The relationship between chronic fatigue and somatization syndrome: a general population survey.

Author information

1
Section for Clinical Psychology and Psychotherapy, Philipps University, Marburg, Germany. martin@staff.uni-marburg.de

Abstract

OBJECTIVE:

The objective of this study was to assess the prevalence of chronic fatigue (CF) and its association with somatization syndrome [Somatization Syndrome Index (SSI) 4/6: >/=4 somatoform symptoms in men, 6 in women] in the general population.

METHODS:

A representative sample of the German population (N=2412) completed a fatigue questionnaire and a screening instrument for current somatoform symptoms (Screening for Somatoform Symptoms 7).

RESULTS:

The prevalence rate of CF was 6.1% (n=147). Females were affected significantly more often as compared with males (7% vs. 5.1%). The mean number of somatoform symptoms was higher in CF cases than in control subjects without CF (11 vs. 2; P<.001). Seventy-two percent of the subjects with CF fulfilled the SSI4/6 criterion for somatization syndrome. Quality of life (EUROHIS-QOL and 8-item Short-Form Health Survey) and well-being (5-item WHO Well-Being Index) were markedly decreased in CF and SSI4/6. The results of regression analyses suggest that fatigue and somatization severity had a similar impact on quality of life.

CONCLUSIONS:

The results suggest that CF is relevant in the general population. Its substantial overlap with somatization syndrome supports the hypothesis that the two syndromes are only partially different manifestations of the same underlying processes.

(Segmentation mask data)
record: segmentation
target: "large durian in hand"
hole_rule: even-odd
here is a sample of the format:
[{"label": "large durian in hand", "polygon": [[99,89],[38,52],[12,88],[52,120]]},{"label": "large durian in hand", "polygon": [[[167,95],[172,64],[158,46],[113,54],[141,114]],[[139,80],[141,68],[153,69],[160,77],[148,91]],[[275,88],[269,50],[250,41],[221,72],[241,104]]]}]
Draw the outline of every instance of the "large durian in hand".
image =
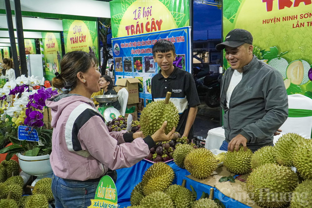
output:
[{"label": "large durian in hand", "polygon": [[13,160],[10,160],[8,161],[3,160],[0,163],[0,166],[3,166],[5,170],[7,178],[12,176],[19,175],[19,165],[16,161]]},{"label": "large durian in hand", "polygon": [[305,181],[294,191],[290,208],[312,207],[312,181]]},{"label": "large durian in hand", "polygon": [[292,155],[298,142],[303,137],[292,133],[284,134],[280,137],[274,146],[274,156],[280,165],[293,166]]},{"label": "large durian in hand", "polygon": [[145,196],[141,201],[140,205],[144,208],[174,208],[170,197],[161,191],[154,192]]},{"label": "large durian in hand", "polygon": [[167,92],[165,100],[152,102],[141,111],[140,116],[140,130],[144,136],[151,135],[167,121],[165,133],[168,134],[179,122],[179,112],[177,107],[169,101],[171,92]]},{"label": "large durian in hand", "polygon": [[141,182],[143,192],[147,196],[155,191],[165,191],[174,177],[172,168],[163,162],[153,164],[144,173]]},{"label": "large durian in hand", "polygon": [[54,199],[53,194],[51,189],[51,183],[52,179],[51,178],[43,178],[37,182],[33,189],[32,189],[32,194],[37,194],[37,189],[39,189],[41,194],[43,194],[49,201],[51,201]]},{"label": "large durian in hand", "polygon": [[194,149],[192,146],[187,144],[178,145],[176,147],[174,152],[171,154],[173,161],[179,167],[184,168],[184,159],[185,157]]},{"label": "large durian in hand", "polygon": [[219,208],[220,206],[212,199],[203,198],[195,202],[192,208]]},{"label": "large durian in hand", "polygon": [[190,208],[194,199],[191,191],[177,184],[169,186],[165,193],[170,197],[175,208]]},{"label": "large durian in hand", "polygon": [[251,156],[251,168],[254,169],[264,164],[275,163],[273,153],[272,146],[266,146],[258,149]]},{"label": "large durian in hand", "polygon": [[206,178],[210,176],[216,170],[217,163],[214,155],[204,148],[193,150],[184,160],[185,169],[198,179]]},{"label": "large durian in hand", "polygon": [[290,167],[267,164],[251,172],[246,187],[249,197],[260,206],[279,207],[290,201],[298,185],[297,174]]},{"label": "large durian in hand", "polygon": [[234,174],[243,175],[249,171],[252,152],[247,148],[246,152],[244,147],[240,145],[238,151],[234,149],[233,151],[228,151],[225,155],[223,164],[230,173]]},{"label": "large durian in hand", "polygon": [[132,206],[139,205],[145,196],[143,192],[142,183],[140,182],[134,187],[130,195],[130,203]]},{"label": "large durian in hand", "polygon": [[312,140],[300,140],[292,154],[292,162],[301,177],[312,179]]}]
==
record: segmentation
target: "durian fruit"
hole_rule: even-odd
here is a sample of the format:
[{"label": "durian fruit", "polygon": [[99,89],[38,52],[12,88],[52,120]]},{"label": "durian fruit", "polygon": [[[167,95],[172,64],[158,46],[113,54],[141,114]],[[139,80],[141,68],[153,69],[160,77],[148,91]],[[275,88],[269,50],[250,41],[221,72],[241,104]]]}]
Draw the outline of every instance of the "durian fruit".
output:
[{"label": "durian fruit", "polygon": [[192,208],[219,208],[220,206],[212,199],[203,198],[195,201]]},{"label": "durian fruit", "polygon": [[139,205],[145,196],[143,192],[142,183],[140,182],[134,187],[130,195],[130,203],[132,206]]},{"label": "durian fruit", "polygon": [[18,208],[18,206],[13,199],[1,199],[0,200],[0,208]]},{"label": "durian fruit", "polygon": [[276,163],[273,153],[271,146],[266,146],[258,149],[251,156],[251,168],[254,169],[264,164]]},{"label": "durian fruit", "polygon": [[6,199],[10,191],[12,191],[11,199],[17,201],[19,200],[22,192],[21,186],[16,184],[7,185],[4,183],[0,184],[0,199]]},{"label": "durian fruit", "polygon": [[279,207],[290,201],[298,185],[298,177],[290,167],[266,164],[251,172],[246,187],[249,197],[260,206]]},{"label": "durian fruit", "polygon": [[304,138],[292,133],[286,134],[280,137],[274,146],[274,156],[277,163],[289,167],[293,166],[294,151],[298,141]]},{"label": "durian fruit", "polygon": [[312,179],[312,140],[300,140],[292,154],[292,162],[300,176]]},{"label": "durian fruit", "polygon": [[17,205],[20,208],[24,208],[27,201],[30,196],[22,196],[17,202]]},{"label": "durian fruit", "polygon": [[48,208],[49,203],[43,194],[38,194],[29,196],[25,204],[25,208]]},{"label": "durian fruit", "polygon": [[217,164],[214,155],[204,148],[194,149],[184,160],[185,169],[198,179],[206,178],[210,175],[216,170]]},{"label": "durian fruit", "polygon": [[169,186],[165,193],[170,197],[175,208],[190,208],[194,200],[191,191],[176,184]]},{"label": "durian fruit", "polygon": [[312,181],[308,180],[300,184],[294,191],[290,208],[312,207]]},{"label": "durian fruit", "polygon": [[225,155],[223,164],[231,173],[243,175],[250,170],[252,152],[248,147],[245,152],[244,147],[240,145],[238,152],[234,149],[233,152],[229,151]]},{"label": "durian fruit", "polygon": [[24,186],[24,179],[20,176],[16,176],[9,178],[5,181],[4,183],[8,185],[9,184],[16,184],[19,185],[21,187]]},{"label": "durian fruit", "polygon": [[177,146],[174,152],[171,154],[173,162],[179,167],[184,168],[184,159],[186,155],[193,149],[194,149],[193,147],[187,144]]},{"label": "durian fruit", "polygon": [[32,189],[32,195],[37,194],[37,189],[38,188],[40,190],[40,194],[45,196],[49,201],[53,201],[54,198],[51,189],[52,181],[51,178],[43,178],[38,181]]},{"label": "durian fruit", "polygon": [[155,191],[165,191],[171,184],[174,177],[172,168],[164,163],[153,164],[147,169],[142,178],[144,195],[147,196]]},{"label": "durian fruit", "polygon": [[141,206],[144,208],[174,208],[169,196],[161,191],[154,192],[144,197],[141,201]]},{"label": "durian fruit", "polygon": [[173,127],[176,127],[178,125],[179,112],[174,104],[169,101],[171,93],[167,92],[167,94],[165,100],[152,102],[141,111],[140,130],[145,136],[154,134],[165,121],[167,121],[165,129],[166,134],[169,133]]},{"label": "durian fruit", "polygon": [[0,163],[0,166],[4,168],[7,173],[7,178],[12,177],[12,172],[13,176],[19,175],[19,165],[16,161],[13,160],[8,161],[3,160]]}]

§ Exercises to complete:
1) Repeat the abstract on chronic fatigue from "Author information" up to and including "Somatoform Symptoms 7).".
2) List the named instruments that the abstract on chronic fatigue gives for measuring quality of life and well-being.

§ Task solutions:
1)
Author information

1
Section for Clinical Psychology and Psychotherapy, Philipps University, Marburg, Germany. martin@staff.uni-marburg.de

Abstract

OBJECTIVE:

The objective of this study was to assess the prevalence of chronic fatigue (CF) and its association with somatization syndrome [Somatization Syndrome Index (SSI) 4/6: >/=4 somatoform symptoms in men, 6 in women] in the general population.

METHODS:

A representative sample of the German population (N=2412) completed a fatigue questionnaire and a screening instrument for current somatoform symptoms (Screening for Somatoform Symptoms 7).

2)
EUROHIS-QOL
8-item Short-Form Health Survey
5-item WHO Well-Being Index